━━━━━ Items ━━━━━

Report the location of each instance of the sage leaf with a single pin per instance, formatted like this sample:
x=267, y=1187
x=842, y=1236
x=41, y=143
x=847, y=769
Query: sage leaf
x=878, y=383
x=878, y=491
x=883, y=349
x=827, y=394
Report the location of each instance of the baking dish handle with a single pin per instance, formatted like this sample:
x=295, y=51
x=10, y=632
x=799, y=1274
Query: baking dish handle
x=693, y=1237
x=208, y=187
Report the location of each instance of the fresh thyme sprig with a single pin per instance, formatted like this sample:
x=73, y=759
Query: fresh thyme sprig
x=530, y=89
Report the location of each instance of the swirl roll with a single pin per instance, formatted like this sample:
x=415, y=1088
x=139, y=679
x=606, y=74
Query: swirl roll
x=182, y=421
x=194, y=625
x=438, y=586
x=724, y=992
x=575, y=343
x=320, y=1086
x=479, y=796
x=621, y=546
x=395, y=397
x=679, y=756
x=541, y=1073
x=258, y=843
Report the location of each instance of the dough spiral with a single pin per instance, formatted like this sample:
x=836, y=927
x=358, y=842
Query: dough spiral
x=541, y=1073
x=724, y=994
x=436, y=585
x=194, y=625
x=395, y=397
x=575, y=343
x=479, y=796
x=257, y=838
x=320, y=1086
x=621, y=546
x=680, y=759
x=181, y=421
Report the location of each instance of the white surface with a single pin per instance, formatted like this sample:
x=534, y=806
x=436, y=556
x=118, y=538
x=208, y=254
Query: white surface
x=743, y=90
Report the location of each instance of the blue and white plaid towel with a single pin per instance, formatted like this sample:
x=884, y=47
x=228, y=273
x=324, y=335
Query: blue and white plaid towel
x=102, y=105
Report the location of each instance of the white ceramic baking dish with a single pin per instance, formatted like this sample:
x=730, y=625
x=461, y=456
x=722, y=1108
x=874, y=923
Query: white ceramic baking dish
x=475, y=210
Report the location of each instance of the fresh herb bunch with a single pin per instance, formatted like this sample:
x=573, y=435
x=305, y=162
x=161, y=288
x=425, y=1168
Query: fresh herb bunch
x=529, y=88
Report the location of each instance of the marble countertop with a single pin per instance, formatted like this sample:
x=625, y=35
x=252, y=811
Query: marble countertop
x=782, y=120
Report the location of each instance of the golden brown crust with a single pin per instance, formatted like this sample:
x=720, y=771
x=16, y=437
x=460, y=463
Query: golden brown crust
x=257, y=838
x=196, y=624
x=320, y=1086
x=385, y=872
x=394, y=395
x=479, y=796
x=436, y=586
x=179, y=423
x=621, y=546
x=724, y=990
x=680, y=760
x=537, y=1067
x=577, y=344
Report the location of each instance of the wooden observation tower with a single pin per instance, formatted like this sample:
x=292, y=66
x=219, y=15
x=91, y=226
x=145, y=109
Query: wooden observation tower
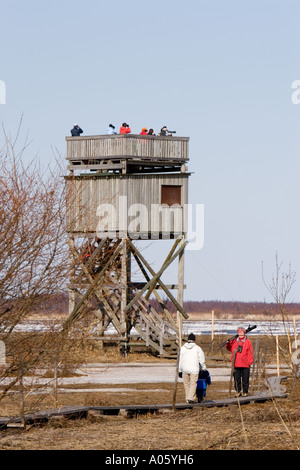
x=123, y=190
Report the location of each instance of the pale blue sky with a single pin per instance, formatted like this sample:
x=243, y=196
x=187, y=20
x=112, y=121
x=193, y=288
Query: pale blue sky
x=218, y=71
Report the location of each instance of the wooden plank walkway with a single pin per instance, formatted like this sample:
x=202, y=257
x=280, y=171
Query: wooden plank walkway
x=130, y=411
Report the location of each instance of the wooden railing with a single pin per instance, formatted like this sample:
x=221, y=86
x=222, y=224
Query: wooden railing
x=105, y=146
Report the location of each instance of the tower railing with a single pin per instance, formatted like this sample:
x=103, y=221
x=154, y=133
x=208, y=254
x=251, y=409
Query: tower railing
x=128, y=145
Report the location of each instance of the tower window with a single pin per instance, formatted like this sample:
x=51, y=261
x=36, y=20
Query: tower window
x=171, y=195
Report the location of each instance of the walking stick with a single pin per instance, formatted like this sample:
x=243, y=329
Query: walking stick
x=176, y=380
x=232, y=371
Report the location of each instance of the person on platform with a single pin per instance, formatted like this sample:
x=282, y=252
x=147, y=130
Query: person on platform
x=125, y=129
x=76, y=131
x=164, y=132
x=191, y=359
x=242, y=354
x=111, y=130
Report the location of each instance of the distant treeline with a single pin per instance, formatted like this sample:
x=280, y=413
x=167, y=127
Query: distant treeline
x=59, y=303
x=236, y=308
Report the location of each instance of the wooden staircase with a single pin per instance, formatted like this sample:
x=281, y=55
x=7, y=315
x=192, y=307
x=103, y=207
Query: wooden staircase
x=97, y=281
x=157, y=333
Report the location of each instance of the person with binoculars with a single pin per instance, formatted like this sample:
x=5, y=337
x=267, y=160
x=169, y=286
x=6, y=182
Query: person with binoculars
x=242, y=358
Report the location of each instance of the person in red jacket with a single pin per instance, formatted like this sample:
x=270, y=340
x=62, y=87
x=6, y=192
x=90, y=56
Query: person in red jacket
x=242, y=350
x=125, y=129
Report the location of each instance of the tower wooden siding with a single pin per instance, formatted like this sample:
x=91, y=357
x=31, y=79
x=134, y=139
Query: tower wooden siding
x=135, y=202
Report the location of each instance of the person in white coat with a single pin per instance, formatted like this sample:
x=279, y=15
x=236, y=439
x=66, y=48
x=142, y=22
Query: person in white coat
x=191, y=359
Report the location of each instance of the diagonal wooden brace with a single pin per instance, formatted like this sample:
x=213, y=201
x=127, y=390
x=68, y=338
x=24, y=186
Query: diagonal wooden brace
x=156, y=278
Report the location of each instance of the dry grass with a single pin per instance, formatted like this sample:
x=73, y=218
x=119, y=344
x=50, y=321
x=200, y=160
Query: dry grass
x=271, y=425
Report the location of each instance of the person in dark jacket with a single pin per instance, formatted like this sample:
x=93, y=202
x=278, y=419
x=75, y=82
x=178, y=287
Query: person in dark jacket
x=76, y=131
x=242, y=353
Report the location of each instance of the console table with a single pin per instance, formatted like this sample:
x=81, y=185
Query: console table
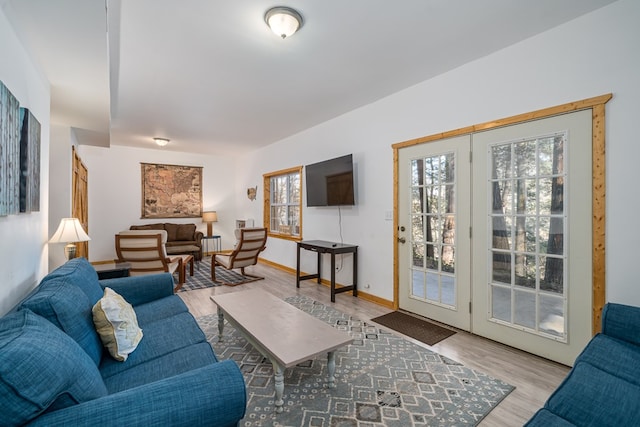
x=324, y=247
x=112, y=270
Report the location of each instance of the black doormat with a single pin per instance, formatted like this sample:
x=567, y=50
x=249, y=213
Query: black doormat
x=414, y=327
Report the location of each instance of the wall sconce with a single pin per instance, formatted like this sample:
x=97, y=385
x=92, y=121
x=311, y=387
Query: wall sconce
x=69, y=231
x=161, y=141
x=210, y=217
x=283, y=21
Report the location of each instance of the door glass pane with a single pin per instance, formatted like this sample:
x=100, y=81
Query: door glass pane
x=418, y=285
x=528, y=227
x=433, y=227
x=501, y=307
x=525, y=315
x=551, y=315
x=418, y=254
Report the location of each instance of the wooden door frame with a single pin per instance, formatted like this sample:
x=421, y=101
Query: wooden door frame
x=598, y=192
x=80, y=198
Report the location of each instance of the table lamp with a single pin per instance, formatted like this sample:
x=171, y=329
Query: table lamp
x=209, y=217
x=69, y=231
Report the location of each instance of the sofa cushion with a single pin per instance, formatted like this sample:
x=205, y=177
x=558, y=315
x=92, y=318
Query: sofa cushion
x=186, y=232
x=599, y=351
x=67, y=306
x=545, y=418
x=590, y=396
x=177, y=362
x=159, y=309
x=157, y=226
x=117, y=325
x=48, y=368
x=81, y=273
x=161, y=337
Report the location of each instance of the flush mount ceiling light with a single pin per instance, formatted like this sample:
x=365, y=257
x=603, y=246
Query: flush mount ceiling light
x=283, y=21
x=161, y=141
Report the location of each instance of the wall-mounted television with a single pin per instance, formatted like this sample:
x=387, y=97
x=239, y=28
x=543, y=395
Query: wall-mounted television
x=330, y=183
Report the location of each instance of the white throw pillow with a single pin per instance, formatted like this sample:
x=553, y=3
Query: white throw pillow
x=116, y=324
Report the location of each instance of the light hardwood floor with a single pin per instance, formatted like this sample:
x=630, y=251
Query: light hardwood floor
x=534, y=377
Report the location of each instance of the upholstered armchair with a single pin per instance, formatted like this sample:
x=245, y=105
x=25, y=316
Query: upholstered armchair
x=251, y=241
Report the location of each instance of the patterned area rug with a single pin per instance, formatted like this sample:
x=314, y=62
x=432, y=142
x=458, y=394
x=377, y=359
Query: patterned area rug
x=381, y=380
x=202, y=277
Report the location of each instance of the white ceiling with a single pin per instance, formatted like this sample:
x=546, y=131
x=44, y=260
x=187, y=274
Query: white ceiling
x=211, y=77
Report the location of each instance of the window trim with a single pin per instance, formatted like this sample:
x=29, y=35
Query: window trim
x=266, y=184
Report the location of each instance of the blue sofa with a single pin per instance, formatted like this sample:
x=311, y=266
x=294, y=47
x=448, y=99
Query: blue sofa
x=603, y=387
x=55, y=371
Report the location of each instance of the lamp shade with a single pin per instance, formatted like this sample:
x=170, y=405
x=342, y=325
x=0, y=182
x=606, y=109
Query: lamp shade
x=211, y=216
x=69, y=231
x=283, y=21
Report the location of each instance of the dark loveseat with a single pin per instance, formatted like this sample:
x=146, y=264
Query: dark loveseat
x=179, y=237
x=603, y=387
x=54, y=370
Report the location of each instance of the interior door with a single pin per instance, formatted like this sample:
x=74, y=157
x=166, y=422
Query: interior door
x=532, y=264
x=80, y=200
x=433, y=230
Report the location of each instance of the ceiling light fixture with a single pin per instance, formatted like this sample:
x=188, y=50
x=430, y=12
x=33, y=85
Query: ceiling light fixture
x=283, y=21
x=161, y=141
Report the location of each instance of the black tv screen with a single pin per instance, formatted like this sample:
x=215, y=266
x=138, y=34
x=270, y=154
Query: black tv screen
x=330, y=183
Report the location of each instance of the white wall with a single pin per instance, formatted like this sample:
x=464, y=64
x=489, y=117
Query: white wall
x=593, y=55
x=23, y=249
x=590, y=56
x=115, y=192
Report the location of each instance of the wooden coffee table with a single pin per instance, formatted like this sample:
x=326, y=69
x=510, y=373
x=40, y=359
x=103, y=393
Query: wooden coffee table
x=280, y=332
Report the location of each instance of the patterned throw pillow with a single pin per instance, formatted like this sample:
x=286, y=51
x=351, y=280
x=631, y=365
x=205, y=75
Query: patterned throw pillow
x=117, y=325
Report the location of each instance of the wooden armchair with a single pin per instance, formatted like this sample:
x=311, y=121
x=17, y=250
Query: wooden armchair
x=145, y=251
x=251, y=241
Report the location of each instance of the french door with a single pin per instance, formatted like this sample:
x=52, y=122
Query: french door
x=501, y=245
x=434, y=189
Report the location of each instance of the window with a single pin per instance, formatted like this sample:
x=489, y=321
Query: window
x=283, y=203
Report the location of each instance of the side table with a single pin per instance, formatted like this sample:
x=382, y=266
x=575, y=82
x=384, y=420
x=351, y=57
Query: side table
x=324, y=247
x=217, y=243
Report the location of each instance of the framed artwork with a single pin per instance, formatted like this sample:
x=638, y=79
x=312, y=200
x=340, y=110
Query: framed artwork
x=29, y=162
x=9, y=152
x=171, y=191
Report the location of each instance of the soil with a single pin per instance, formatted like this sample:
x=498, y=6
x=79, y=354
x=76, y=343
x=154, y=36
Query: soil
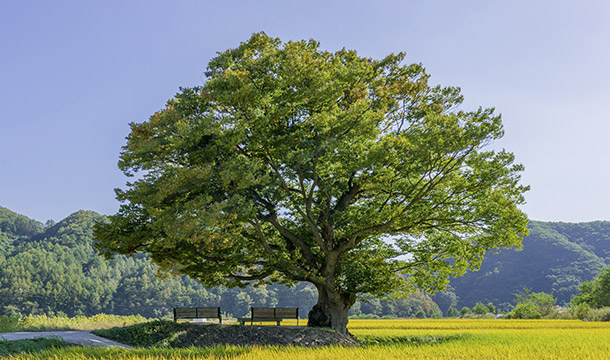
x=208, y=335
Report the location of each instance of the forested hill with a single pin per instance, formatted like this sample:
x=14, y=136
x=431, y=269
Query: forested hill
x=50, y=268
x=54, y=269
x=556, y=258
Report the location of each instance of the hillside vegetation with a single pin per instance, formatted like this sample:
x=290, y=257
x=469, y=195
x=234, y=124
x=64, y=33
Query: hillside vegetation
x=53, y=269
x=555, y=259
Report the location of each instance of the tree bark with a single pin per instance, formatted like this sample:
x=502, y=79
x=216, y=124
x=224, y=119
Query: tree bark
x=331, y=310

━━━━━

• [Stated exercise]: Return the lines of the listing unchanged, starting at its first line and ending at the line containing "x=208, y=187", with both ends included.

• [Solution for this task]:
Report the location of each instance of the sage leaf with a single pin per instance, formatted like this sample:
x=267, y=1187
x=842, y=1236
x=41, y=143
x=847, y=769
Query: sage leaf
x=878, y=383
x=878, y=491
x=883, y=349
x=827, y=394
Report the location of each instance of the baking dish handle with a single pin per instance, formatted like this sample:
x=295, y=51
x=10, y=632
x=799, y=1274
Query: baking dish handle
x=693, y=1237
x=208, y=187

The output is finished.